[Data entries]
——
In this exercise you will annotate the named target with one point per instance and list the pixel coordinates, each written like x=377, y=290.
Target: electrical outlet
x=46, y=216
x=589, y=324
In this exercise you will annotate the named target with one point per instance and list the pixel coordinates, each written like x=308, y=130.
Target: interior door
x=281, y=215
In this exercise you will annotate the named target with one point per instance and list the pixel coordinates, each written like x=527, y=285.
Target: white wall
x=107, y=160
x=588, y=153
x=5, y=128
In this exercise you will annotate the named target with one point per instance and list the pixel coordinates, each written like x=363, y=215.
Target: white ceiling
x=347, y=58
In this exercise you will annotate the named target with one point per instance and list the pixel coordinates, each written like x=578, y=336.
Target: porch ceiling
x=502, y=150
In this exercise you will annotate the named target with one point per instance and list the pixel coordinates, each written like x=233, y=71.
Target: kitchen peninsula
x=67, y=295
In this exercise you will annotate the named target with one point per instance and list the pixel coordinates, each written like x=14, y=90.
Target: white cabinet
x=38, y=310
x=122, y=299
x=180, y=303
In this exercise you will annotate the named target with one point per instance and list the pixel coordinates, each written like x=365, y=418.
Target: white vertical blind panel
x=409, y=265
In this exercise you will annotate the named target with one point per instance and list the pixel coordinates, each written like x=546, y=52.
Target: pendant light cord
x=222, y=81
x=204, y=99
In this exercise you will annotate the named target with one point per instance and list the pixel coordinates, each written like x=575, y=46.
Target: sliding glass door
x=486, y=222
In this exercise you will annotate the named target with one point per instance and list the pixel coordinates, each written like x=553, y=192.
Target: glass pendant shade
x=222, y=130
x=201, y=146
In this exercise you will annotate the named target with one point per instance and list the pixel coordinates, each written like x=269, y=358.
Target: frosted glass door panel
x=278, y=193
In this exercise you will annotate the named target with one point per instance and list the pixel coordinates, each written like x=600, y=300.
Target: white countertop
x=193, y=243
——
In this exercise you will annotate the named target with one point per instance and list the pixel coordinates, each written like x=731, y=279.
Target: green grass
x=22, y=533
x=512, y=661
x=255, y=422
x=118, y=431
——
◆ Task brief ◆
Look above for the line that contains "Target: white cabinet". Starting there, transcribe every line exactly until you have copied the line that contains "like x=553, y=192.".

◆ Exercise response ◆
Target: white cabinet
x=38, y=310
x=122, y=299
x=180, y=303
In this exercise you will annotate the named target with one point per instance and list the pixel coordinates, each written like x=365, y=418.
Target: white vertical blind panel
x=409, y=265
In this exercise you will annotate the named target with one point per instance and list the pixel coordinates, each written like x=546, y=52.
Target: pendant light cord
x=222, y=81
x=204, y=99
In this exercise you will annotate the named target with one point per instance and list the pixel coordinates, each written like x=575, y=46.
Target: sliding glass door
x=486, y=222
In this exercise you will annotate the named target with one point per instance and list the pixel coordinates, each written like x=553, y=192.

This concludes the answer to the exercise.